#### Task objective:
Nothing may be dropped or added when the entries below are copied.
........
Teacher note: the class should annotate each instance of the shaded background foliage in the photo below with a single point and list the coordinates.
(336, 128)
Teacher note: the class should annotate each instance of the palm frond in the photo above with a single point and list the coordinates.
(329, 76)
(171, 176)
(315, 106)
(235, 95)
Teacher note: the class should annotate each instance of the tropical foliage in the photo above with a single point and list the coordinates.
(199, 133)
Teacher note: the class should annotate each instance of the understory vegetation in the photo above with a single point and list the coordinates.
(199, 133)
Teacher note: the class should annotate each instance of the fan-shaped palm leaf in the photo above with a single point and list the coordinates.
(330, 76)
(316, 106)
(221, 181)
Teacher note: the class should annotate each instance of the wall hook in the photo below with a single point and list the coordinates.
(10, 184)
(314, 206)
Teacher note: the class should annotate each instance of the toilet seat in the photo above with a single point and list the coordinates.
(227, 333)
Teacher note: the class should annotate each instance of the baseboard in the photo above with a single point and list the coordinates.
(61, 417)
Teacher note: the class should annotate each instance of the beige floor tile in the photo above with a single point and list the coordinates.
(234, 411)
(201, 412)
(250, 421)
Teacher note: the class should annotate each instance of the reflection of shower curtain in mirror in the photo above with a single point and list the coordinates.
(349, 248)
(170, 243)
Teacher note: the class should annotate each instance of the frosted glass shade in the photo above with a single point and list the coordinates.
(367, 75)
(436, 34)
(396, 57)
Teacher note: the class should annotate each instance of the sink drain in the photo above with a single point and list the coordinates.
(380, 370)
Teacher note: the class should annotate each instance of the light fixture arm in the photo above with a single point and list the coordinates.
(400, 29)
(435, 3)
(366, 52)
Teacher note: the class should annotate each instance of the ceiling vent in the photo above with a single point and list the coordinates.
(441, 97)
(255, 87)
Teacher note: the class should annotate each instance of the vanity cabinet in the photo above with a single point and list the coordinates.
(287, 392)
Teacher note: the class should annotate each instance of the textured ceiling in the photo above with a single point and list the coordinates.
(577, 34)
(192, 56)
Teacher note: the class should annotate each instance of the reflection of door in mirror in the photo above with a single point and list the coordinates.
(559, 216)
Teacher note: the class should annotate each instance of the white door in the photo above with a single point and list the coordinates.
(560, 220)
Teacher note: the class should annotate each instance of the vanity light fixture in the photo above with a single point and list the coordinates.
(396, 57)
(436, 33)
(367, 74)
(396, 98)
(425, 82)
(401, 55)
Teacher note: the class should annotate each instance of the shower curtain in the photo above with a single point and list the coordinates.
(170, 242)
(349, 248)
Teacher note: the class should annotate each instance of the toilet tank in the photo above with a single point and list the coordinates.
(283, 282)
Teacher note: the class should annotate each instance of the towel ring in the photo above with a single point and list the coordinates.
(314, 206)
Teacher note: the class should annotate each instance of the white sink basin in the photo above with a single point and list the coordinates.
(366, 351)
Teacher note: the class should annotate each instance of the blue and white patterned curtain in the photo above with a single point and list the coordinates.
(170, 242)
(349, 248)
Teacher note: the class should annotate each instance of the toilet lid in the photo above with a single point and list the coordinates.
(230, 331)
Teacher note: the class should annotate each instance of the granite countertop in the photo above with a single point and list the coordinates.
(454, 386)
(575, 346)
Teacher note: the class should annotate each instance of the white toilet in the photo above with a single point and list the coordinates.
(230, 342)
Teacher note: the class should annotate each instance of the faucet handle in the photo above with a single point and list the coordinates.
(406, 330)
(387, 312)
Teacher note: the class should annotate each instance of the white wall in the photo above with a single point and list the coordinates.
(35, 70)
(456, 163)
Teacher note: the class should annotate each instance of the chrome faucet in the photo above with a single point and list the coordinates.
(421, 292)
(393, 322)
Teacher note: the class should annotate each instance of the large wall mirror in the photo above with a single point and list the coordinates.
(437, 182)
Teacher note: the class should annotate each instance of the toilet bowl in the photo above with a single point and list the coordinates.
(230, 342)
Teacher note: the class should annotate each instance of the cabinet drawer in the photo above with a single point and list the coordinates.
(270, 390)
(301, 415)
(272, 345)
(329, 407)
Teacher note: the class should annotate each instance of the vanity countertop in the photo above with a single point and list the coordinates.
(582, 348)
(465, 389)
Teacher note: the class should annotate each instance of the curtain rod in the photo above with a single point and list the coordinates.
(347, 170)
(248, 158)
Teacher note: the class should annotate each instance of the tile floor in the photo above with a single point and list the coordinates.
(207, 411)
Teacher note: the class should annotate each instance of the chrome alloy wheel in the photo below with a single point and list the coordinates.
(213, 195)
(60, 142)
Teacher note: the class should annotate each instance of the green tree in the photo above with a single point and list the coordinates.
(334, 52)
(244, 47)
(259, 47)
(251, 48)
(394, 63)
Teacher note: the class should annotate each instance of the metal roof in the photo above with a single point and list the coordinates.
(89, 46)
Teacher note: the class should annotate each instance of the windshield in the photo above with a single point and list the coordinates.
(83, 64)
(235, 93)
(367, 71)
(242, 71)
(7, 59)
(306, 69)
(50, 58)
........
#### Expected output:
Teacher note: the class should annotate each instance of the shaded background foliage in the photo below with a single point and list the coordinates.
(336, 128)
Teacher note: the class should annotate each instance of the palm frond in the photo above with a single point and list the coordinates.
(329, 76)
(171, 176)
(315, 106)
(235, 95)
Teacher note: the class should annotate each instance of the tropical foliage in the photo above with a single point and list the coordinates.
(199, 133)
Teacher note: the class should annotate each instance of the understory vegetation in the photo above with a single point and list the coordinates.
(199, 133)
Teacher note: the class should annotate each instance of the fan-shaped palm leaf in the photo above with a single point and list the coordinates.
(330, 76)
(316, 106)
(221, 181)
Teacher note: the class should annotate each instance of the wall hook in the photo below with a single point and list the coordinates.
(10, 184)
(314, 206)
Teacher note: the class should annotate each instance of the toilet seat in the photo above with a single point and list the coordinates.
(227, 333)
Teacher note: the class should annotate each instance of the baseboard in the photo above with a single point and list the coordinates.
(61, 417)
Teacher note: the class should annotate each instance of the beige floor tile in the photo above with a single point and list the coordinates.
(234, 411)
(201, 412)
(250, 421)
Teacher note: the class should annotate each instance of the reflection of shower curtain in mirror in the photo above with a single point and list the coordinates.
(349, 248)
(170, 243)
Teacher note: the class should annotate each instance of the frosted glass shade in the photo above with a single point and list the coordinates.
(367, 75)
(436, 34)
(396, 57)
Teacher note: the class should annotate each instance of the sink drain in the photo above with a single point and list the coordinates.
(380, 370)
Teacher note: the class should annotate each instance of the light fixture arm in the photo above with a single point and list the coordinates.
(400, 29)
(435, 3)
(366, 52)
Teacher note: the class should annotate each instance of the ceiling vent in the photo above with a single point and list the coordinates.
(441, 97)
(255, 87)
Teacher note: the class should annotate each instance of the vanity cabinet in the photo above with a single point and list the coordinates.
(287, 392)
Teacher note: the class should annotate each instance of the textured ceiling in the photo above with a single point and list the coordinates.
(577, 34)
(192, 56)
Teacher note: the class should annotate each instance of the reflection of door in mirror in the photo above with a single point and list the coordinates.
(559, 216)
Teacher note: the class should annotate each instance of the white door in the photo above with a single point and list the coordinates.
(560, 220)
Teacher note: the class should annotate each instance of the vanity light fixture in the photo above with a single point and list the coordinates.
(396, 57)
(436, 33)
(367, 74)
(396, 98)
(425, 82)
(401, 55)
Teacher note: the class should annotate each instance of the shower curtain in the photo above with a single point and list the coordinates.
(170, 242)
(349, 248)
Teacher note: the class should annotate each instance of the toilet tank in the photo above with a single point and list the coordinates.
(283, 282)
Teacher note: the class should annotate each instance of the towel ring in the photo above with a single point and list the coordinates.
(314, 206)
Teacher note: the class should annotate each instance of the white sink basin in the photo above with a single point and list the coordinates.
(366, 351)
Teacher note: the class should annotate each instance of the blue and white patterned curtain in the photo above with a single point and list the coordinates.
(170, 242)
(349, 248)
Teacher note: the class should annotate each instance of the toilet lid in the photo above with a single point and list the coordinates.
(230, 331)
Teacher note: the class should annotate each instance of the granite countertop in the photo above with a single point and list the coordinates.
(454, 386)
(575, 346)
Teacher note: the class should annotate each instance of the white toilet in the photo above with a single point and list the coordinates.
(230, 342)
Teacher note: the class should annotate each instance of the faucet handle in the photo above with a single point and list the coordinates.
(406, 330)
(387, 312)
Teacher note: the class should annotate each instance of the white wall in the photo above with a single point and list the coordinates.
(35, 70)
(456, 163)
Teacher note: the class should annotate each instance of the chrome faucet in the photo above with a single point and list the coordinates.
(421, 292)
(393, 322)
Teacher note: the class should annotate each instance of the large wall mirror in the photo above with a single point and list the coordinates.
(437, 182)
Teacher note: the class should annotate each instance of the toilet bowl in the photo above with a single point and list the coordinates.
(230, 342)
Teacher note: the class should annotate each instance of the cabinet drawer in the photo above with a single point and list the coordinates.
(270, 390)
(301, 415)
(272, 345)
(329, 407)
Teacher note: the class should annotate each instance of the vanity countertop in the photo above with a single point and list the coordinates.
(582, 348)
(465, 389)
Teacher note: the class should annotate each instance of the curtain rod in the photo above with a single point and list the coordinates.
(347, 170)
(248, 158)
Teacher note: the class should annotate each instance of the tile floor in the photo above with a single point and list the coordinates.
(207, 411)
Teacher note: the class should annotate each instance of the chrome alloy wheel in the photo below with a single point and list the coordinates.
(213, 195)
(60, 142)
Teacher note: the class should annotate each instance of the green tree in the photo above with a single point and list the coordinates.
(334, 52)
(244, 47)
(259, 47)
(251, 48)
(394, 63)
Teacher note: the class should annotate each instance of the metal roof in the photo above with a single point and list the coordinates.
(89, 46)
Teacher note: the class should annotate each instance of the windshield in the photo above with a single point and list the coordinates.
(83, 64)
(235, 93)
(367, 71)
(242, 71)
(7, 59)
(306, 69)
(50, 58)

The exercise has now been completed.